• _The task_:
Output the data from the line containing "Regarding the picture below — where would you say the stool" through the line containing "[104,186,164,226]", both included, as a Markdown table with the columns Row and Line. Number each line and omit any blank lines.

[Items drawn from a data source]
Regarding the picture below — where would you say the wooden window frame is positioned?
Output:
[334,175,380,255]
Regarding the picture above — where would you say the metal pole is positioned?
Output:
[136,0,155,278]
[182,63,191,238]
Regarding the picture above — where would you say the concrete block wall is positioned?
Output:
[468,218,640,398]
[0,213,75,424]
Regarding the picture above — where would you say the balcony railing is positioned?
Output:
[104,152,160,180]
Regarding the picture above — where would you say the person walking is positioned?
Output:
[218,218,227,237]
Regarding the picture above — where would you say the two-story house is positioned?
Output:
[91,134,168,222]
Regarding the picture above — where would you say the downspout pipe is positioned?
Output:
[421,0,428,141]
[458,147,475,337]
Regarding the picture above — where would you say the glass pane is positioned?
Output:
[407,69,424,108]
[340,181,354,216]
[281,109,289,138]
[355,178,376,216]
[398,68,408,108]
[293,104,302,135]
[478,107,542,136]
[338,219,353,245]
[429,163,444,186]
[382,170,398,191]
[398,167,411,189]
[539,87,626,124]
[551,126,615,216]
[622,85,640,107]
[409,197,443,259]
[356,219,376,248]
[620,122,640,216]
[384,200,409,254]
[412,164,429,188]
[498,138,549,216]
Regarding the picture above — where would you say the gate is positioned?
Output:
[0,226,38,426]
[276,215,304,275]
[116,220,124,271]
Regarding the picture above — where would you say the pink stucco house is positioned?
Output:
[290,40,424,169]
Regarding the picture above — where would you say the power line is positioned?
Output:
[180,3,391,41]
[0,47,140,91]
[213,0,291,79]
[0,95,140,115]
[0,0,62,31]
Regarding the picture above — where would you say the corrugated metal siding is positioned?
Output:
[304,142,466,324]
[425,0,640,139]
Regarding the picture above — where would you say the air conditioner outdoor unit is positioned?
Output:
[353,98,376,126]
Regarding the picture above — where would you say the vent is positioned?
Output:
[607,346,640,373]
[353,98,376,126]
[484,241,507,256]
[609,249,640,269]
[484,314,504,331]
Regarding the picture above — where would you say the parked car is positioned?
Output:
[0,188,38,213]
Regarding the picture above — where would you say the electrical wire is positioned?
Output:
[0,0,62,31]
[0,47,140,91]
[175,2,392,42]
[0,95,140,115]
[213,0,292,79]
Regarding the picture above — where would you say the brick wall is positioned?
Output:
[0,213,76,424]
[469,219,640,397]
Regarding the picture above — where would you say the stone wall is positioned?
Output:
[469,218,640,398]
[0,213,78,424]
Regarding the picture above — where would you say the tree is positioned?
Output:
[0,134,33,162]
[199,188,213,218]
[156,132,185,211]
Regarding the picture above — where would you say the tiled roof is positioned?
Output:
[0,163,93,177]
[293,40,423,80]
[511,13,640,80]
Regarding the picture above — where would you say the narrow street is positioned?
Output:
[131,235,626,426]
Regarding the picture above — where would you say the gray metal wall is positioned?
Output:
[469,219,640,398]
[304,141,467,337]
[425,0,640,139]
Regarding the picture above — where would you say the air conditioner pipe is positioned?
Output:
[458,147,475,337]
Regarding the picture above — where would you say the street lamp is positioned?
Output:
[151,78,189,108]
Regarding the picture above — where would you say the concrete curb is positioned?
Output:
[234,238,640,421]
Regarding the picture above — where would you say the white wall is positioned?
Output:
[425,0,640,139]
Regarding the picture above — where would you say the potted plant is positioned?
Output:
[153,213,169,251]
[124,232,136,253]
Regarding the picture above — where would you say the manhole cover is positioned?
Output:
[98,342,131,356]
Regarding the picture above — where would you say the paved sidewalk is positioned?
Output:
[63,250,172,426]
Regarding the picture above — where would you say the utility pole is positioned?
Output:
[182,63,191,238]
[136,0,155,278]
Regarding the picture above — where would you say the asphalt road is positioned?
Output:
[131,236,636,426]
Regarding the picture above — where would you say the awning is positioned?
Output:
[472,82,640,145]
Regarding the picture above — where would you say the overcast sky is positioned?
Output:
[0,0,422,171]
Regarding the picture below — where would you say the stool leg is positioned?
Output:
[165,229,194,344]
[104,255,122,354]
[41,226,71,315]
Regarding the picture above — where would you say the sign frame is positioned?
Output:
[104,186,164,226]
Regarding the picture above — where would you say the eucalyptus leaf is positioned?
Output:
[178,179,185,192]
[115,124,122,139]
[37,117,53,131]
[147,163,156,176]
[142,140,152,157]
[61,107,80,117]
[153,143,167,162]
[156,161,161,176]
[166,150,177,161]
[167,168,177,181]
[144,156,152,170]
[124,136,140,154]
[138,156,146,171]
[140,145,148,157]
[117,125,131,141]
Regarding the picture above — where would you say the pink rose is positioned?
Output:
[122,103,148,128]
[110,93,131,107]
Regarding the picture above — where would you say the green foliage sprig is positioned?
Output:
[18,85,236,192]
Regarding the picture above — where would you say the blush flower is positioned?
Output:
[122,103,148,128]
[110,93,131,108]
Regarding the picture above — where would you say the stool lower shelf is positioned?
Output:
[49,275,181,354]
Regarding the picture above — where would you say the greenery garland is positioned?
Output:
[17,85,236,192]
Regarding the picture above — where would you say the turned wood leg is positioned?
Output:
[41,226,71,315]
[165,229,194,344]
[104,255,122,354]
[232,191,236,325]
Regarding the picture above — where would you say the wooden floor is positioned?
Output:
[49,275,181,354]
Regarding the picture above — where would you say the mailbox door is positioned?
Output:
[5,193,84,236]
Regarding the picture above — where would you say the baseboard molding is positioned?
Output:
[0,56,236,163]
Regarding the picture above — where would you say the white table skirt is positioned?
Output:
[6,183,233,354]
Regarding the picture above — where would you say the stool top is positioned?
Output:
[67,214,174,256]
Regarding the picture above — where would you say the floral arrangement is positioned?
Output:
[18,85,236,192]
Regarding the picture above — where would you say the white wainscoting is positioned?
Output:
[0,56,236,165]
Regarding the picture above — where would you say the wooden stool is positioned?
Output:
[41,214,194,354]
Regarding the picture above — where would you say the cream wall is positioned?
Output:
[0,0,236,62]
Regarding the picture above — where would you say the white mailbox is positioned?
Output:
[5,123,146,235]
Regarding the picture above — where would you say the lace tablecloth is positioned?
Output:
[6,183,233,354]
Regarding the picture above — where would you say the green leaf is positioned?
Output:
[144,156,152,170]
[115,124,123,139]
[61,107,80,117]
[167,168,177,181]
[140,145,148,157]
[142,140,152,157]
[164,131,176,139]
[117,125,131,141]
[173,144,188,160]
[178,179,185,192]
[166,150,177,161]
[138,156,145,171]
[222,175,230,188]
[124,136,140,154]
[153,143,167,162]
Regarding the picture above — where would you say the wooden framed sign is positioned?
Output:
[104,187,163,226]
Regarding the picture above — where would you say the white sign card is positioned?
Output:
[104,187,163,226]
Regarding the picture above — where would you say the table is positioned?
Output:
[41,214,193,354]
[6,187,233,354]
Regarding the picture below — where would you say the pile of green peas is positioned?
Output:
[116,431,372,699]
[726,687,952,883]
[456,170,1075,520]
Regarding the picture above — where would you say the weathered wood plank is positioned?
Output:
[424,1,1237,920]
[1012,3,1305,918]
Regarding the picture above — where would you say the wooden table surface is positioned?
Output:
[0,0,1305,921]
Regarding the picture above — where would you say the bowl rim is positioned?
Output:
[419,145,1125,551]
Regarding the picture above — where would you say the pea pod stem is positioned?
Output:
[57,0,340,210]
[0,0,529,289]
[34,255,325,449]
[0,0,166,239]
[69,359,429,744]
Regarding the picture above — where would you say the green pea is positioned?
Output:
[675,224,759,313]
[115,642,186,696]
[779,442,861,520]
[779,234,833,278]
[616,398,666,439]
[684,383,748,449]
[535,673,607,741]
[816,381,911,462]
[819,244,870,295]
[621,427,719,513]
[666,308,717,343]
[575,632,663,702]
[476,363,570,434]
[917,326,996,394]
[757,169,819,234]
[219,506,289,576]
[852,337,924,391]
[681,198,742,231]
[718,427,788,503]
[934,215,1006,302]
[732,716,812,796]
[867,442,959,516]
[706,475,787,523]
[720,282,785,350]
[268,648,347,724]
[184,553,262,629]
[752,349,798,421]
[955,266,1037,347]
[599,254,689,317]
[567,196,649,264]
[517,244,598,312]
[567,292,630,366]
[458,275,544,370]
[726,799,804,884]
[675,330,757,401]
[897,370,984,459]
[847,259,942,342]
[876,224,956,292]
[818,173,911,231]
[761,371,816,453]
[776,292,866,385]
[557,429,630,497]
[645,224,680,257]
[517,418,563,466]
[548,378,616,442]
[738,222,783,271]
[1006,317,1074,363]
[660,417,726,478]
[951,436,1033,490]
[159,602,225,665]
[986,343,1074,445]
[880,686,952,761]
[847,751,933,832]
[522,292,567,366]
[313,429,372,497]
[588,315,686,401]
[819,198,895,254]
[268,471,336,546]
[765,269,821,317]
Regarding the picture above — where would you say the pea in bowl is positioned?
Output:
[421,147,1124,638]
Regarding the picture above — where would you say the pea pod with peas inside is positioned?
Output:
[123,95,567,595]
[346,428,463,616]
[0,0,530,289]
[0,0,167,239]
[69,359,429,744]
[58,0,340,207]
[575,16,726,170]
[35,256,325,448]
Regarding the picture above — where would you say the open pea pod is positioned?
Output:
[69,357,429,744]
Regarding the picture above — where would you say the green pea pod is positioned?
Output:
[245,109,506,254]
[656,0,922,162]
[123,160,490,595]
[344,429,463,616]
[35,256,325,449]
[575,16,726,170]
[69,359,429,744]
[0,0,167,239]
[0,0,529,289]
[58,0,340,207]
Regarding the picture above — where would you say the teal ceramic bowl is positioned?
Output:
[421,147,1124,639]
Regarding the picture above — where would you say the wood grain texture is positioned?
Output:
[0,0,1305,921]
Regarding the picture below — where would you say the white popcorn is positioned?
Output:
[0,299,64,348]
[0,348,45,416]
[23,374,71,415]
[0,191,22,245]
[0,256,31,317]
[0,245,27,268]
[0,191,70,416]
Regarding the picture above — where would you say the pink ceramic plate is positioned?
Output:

• _Result of the exercise_:
| Row | Line |
|---|---|
| 1 | Regarding the picture below — where would you say the stool leg is positioned? |
| 2 | Output: |
| 3 | [165,229,194,344] |
| 4 | [104,255,122,354] |
| 5 | [41,226,71,315] |
| 6 | Regarding the picture above — where would you say the sign frame is positioned? |
| 7 | Output: |
| 8 | [104,186,164,226] |